The objective of this paper is to determine employability management practices within the ICT sector in Europe. It is essential to investigate to what extent companies are focusing upon the enhancement of occupational expertise in order to enable life-long career development of staff. Because a serious lack of empirical research about SMEs exists (Chanaron, 1998), we aim to contribute to closing this gap in the literature by concentrating on employability management strategies in this particular section of the labor market.

The Concept of Employability

Employability is studied from different angles and distinct levels, such as individual, organizational, and industry, across a wide range of academic disciplines, including business and management science, psychology, sociology, and education. However, few studies have tried to integrate the different perspectives (Thijssen & Van der Heijden, 2003). In addition, numerous related concepts are used in order to refer to employability, including mobility, flexibility, and transfer (Van der Schoot & Streumer, 2003). Definitions and synonyms for the concept at the employee level are abundant (De Grip, Van Loo, & Sanders, 2004; Forrier & Sels, 2003; Fugate et al., 2004; Harvey, 2001; Rothwell & Arnold, 2007; Thijssen & Van der Heijden, 2003; Van der Heijden & Thijssen, 2003; Van Lammeren, 1999). Each definition emphasizes a diversity of career aspects of actual and potential employees, but all refer to employment as an outcome (cf. Van der Heijde & Van der Heijden, 2006, for a more detailed overview).

• RAW RECORDS:
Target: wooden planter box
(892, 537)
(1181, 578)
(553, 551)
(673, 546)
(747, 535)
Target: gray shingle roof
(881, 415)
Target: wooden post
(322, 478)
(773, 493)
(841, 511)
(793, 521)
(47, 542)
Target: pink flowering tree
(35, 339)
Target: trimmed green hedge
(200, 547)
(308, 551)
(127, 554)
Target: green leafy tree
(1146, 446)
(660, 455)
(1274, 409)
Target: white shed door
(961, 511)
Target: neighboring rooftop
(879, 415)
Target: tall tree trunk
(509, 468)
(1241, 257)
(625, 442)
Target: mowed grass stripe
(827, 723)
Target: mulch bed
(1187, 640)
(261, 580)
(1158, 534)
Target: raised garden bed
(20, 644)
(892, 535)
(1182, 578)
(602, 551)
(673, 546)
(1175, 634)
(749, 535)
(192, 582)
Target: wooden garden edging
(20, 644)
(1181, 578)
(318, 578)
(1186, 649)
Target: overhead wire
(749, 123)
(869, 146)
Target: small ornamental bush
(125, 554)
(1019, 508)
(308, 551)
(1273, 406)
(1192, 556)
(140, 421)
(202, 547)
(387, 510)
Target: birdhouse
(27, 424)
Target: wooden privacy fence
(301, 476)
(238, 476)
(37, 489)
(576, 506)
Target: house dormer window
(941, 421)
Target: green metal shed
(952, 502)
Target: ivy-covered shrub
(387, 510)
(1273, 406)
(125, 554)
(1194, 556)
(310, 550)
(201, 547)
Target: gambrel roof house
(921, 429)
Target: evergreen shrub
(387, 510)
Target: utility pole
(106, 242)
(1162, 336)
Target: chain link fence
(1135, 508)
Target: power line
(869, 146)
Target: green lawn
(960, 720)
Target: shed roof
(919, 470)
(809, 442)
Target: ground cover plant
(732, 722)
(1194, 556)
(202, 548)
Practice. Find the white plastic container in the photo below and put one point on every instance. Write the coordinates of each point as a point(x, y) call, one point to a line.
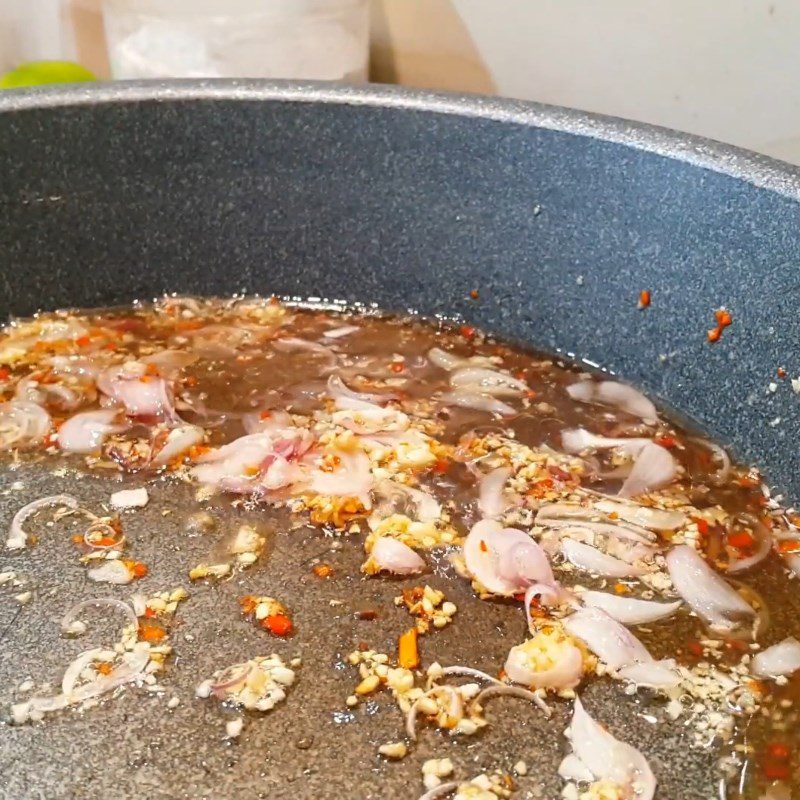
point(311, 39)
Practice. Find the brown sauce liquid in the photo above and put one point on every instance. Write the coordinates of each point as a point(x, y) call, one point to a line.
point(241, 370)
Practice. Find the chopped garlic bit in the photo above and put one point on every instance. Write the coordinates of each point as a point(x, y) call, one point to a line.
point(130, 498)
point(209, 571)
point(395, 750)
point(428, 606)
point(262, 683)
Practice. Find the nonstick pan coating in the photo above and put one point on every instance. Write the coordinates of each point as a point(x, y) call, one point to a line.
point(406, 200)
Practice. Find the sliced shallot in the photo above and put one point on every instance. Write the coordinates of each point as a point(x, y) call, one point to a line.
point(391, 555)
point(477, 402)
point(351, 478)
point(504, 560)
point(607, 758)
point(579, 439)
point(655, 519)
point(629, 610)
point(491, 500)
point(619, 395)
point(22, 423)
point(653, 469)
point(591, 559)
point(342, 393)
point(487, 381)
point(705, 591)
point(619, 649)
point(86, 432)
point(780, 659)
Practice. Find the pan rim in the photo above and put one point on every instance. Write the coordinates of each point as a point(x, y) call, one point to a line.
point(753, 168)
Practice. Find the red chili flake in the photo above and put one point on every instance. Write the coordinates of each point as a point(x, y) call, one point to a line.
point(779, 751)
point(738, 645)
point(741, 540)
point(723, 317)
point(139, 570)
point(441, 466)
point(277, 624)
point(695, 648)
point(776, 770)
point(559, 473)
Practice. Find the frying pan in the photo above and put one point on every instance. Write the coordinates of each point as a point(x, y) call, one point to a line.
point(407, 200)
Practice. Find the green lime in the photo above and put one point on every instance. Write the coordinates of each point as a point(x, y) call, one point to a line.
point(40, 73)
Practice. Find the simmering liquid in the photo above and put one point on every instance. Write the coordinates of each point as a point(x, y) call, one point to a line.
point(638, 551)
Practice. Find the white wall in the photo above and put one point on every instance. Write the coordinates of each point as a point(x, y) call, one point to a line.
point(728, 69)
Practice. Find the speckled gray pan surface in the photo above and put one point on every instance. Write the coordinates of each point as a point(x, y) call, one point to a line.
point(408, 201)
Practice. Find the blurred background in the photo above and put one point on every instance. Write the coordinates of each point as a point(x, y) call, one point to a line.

• PROBLEM TO WORK ON:
Answer these questions on the employability passage:
(a) Which source is cited for the serious lack of empirical research about SMEs?
(b) Which three related concepts are named as being used to refer to employability?
(c) What do all the definitions of employability refer to as an outcome?
The material that comes after the passage stands on its own and is unrelated to it.

• COMPLETE OUTPUT:
(a) Chanaron, 1998
(b) Mobility, flexibility, and transfer
(c) Employment